### Provided material:
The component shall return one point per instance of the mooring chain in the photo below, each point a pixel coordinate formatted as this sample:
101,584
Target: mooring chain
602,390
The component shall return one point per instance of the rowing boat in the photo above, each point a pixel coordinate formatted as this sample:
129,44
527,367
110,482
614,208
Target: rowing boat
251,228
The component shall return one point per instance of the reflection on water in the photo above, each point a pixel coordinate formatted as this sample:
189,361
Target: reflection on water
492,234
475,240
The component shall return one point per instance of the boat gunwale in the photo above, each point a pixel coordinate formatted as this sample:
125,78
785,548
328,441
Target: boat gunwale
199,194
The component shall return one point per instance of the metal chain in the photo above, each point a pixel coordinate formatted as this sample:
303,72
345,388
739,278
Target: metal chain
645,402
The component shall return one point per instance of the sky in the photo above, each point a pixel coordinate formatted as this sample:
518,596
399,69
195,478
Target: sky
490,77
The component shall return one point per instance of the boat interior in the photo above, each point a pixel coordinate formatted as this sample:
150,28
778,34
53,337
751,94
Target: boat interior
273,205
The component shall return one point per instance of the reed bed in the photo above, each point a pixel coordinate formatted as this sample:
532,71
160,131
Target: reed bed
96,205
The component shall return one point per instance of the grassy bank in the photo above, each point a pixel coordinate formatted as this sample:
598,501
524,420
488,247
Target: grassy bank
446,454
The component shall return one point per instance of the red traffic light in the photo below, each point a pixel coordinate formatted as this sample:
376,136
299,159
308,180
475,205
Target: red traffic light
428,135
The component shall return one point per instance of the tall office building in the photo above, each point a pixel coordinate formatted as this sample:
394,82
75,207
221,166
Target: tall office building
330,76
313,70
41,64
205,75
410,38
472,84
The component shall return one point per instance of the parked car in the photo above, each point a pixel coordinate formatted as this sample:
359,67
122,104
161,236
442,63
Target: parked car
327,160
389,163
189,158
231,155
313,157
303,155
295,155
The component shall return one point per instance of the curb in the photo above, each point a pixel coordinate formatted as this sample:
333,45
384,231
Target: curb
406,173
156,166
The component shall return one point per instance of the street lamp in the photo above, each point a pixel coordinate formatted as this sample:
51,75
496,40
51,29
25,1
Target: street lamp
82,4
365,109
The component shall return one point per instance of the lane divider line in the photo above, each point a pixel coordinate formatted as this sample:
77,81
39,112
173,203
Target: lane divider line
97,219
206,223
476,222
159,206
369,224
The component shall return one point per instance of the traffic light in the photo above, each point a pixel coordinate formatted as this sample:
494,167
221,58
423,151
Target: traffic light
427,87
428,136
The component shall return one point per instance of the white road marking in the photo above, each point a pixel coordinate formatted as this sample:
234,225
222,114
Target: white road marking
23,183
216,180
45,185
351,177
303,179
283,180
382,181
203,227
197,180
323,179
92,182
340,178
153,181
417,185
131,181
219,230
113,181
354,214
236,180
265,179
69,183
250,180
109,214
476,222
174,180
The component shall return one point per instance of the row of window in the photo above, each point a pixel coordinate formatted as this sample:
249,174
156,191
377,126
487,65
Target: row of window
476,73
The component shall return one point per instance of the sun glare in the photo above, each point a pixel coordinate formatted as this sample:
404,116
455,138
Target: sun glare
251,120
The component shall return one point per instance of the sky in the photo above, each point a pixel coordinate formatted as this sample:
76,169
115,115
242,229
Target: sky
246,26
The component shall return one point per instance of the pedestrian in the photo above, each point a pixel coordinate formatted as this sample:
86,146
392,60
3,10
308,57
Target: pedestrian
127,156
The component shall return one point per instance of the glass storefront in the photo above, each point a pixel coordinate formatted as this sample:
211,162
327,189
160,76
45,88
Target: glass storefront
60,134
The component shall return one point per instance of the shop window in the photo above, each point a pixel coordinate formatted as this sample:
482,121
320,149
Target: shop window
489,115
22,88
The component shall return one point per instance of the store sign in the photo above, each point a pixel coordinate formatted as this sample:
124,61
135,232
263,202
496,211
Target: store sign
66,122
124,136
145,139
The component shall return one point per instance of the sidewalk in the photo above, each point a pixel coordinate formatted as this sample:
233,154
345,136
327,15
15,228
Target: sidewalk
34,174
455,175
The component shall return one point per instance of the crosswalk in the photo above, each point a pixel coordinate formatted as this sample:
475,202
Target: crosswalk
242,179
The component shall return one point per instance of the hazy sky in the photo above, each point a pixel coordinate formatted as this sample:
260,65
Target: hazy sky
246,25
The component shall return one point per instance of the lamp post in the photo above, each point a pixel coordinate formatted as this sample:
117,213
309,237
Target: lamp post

### What needs to be done:
An exact transcription of the data above is required.

### Response to the task:
The component shall return one point per instance of the mooring chain in the photo below, each point a pixel coordinate formatted as this sample:
101,584
Target: mooring chain
602,390
The component shall return one point per instance of the rowing boat in the photo above, each point a pixel coordinate formatted as this sample:
129,44
527,367
110,482
614,208
Target: rowing boat
251,228
The component shall return one point per instance of the reflection on water in the photo above, each point a pixel coordinate formatted as this sample:
189,361
Target: reflection on water
492,234
475,240
The component shall return one point per instance of the boat gunwale in the photo above, each point a pixel coordinate formatted as this sample:
125,78
785,548
328,441
Target: boat gunwale
199,194
The component shall return one point per instance of the metal chain in the photo above, each point a pixel coordinate formatted as this sample:
303,72
345,388
739,278
Target: metal chain
645,402
The component shall return one point per instance of the sky in the photo above, each point a pixel coordinate formatted as this sample:
518,596
399,69
195,478
Target: sky
490,77
The component shall return one point per instance of the boat interior in the photo above, each point a pixel coordinate formatted as this sample:
150,28
778,34
53,337
751,94
Target: boat interior
273,205
The component shall return one point per instance of the reed bed in the photo above, each point a pixel coordinate formatted as this sample:
532,71
160,131
Target: reed bed
96,205
The component shall return one point per instance of the grassy bank in the photo above, each point a pixel coordinate formatted as this sample:
598,501
524,420
488,247
Target: grassy bank
446,454
The component shall return one point per instance of the red traffic light in the photo below, each point a pixel coordinate formatted as this sample:
376,136
299,159
308,180
475,205
Target: red traffic light
428,135
The component shall return one point per instance of the tall office building in the photo above, each point a pixel coordinate formatted as this sample:
394,82
75,207
221,166
Target: tall office building
330,76
313,70
41,64
205,75
410,38
472,84
The component shall return one point per instance of the parked car in the photo above, each point a pixel coordinate formatted as this sample:
359,67
122,104
161,236
442,63
Target: parked car
327,160
389,163
189,158
231,155
313,157
303,155
295,155
The component shall return one point per instance of the curb in the photo above, each point a pixel coordinate formatted as this sample:
333,45
384,231
Target: curb
406,173
156,166
The component shall return one point per instance of the street lamp in the photo above, each point a pixel coordinate formatted as this sample:
51,75
496,40
51,29
25,1
Target: street lamp
82,4
365,109
The component shall return one point per instance of the lane divider line in the photo above, each point a pixel coordinate formatted as this sample:
77,81
39,112
173,203
Target: lane divider line
97,219
206,223
476,222
159,206
369,224
The component shall return one point per instance of the traffic light in the photo above, each point a pixel coordinate formatted as this sample:
494,167
221,58
423,151
Target: traffic light
427,87
428,136
The component shall return one point per instance of the white road marking in the photo above, each point a pixel coordinate formatted as this sample:
234,225
222,114
Target: white road marking
23,183
216,180
45,185
351,177
303,179
283,180
382,181
203,227
197,180
323,179
92,182
340,178
153,181
417,185
131,181
219,230
113,181
354,214
236,180
265,179
69,183
250,180
109,214
476,222
174,180
The component shall return one point per instance of the row of window in the photo above, each point a pixel coordinate formatted as this sample:
249,174
156,191
377,126
487,65
Target: row of window
476,73
The component shall return one point per instance of the sun glare in the photo above, each point a pixel coordinate formatted as this sample:
404,116
455,138
Target: sun glare
251,120
The component shall return one point per instance of the sky in the photo above, each point a pixel coordinate formatted as this sample:
76,169
115,115
242,229
Target: sky
246,26
The component shall return one point per instance of the pedestrian in the photo above, each point a pixel coordinate formatted as this sample:
86,146
392,60
3,10
308,57
Target: pedestrian
127,156
The component shall return one point per instance of the glass storefront in the photo above, each point a pixel coordinate formatted as this sample:
211,162
327,189
160,76
45,88
Target: glass storefront
60,134
The component shall return one point per instance of the shop window in the photo above, each point a pixel coordinate formatted as this sample:
482,121
320,149
Target: shop window
489,115
22,88
The component shall return one point per instance of the store sign in the photo above, each point a pixel coordinate formatted as this sample:
124,61
135,232
263,202
496,211
Target: store sign
66,122
124,136
145,139
The component shall return one point per instance of the sidewalk in the photo above, each point a pixel coordinate formatted as this sample:
233,154
345,136
327,15
15,228
Target: sidewalk
34,174
455,175
The component shall return one point per instance of the crosswalk in the photo above, each point a pixel coordinate formatted as this sample:
475,202
Target: crosswalk
242,179
The component shall return one point per instance of the hazy sky in the photo above, each point a pixel coordinate formatted as this sample:
260,65
Target: hazy sky
246,25
The component shall return one point per instance of the lamp post in the photo above, each point a pixel coordinate formatted as this sample:
117,213
309,237
Target: lamp post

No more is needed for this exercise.